* INSTRUCTION: Count the lines in the items below that contain the string "blue". Case matters, and your reply should be the number alone.

Rows from a pointing dataset
§

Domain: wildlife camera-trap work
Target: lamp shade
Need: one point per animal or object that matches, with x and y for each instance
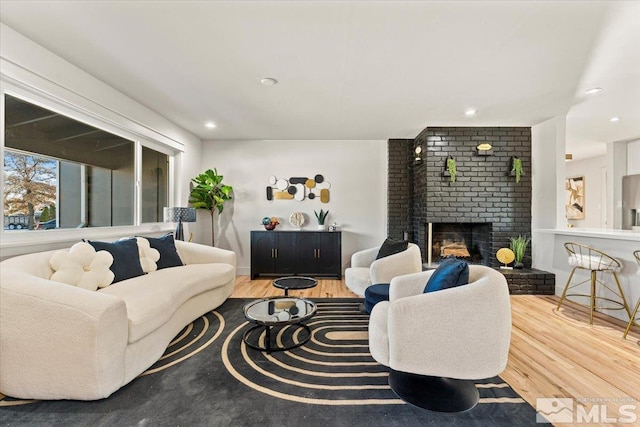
(179, 214)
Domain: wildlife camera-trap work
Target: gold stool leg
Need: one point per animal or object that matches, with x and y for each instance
(632, 320)
(566, 288)
(594, 279)
(624, 300)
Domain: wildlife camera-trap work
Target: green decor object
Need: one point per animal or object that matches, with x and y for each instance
(321, 216)
(451, 168)
(519, 246)
(516, 168)
(208, 192)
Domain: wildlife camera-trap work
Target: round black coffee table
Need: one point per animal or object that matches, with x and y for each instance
(272, 312)
(294, 282)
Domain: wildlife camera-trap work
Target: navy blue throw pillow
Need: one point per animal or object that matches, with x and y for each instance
(390, 247)
(168, 253)
(126, 259)
(450, 273)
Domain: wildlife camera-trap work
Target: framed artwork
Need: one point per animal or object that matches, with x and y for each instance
(574, 188)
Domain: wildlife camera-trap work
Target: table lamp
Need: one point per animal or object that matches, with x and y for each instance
(179, 215)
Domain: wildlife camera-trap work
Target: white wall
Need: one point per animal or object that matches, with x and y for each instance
(547, 175)
(28, 67)
(593, 170)
(633, 157)
(357, 171)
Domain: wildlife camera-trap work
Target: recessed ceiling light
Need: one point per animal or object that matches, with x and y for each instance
(269, 81)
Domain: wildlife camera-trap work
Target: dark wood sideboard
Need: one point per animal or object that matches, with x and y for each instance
(296, 253)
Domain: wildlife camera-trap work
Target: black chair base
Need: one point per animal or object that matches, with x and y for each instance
(434, 393)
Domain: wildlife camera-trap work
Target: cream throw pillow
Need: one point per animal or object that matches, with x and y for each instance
(148, 255)
(83, 267)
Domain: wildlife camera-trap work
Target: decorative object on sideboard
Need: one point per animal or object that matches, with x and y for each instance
(179, 215)
(270, 222)
(321, 217)
(451, 169)
(297, 220)
(519, 246)
(574, 188)
(516, 168)
(298, 188)
(506, 257)
(417, 158)
(209, 193)
(484, 149)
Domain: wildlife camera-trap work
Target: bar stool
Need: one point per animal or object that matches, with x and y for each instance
(634, 315)
(587, 258)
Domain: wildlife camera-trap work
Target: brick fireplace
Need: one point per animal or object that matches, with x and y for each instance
(484, 191)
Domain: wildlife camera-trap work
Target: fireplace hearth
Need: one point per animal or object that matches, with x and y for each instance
(468, 241)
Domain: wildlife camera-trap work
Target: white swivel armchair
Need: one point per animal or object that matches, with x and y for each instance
(437, 343)
(366, 269)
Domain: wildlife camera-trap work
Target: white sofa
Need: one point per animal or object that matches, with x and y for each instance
(62, 342)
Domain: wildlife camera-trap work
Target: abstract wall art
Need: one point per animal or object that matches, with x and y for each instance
(574, 188)
(298, 188)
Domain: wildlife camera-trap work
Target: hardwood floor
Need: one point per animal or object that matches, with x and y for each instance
(553, 354)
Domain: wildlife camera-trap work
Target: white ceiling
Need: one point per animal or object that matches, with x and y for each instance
(356, 69)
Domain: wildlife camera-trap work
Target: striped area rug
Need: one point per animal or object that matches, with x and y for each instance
(208, 376)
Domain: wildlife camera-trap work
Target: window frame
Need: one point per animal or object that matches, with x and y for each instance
(90, 116)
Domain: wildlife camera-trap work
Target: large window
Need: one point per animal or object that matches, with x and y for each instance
(63, 173)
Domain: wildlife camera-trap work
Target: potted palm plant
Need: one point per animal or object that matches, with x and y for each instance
(519, 246)
(209, 193)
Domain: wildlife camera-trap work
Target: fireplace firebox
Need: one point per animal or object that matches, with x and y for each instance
(468, 241)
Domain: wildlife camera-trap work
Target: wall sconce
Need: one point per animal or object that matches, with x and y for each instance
(179, 215)
(484, 149)
(417, 158)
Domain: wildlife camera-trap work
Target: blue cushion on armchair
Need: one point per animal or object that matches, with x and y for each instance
(450, 273)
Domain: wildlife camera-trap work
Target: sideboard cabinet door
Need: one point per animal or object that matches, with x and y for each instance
(283, 253)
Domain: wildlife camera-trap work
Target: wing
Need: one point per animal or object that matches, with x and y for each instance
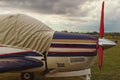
(12, 59)
(18, 64)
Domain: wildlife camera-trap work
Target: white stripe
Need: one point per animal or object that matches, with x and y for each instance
(4, 50)
(71, 43)
(71, 50)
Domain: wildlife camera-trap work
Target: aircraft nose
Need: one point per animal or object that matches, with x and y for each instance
(106, 43)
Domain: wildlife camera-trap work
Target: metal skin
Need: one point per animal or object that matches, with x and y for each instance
(68, 52)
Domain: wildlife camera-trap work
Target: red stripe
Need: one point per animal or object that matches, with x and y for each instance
(14, 53)
(71, 52)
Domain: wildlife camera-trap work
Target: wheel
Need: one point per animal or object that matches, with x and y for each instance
(27, 76)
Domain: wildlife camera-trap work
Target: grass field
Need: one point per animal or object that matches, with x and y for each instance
(110, 69)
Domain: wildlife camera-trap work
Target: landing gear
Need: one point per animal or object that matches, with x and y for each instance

§

* WRITTEN REPLY: 2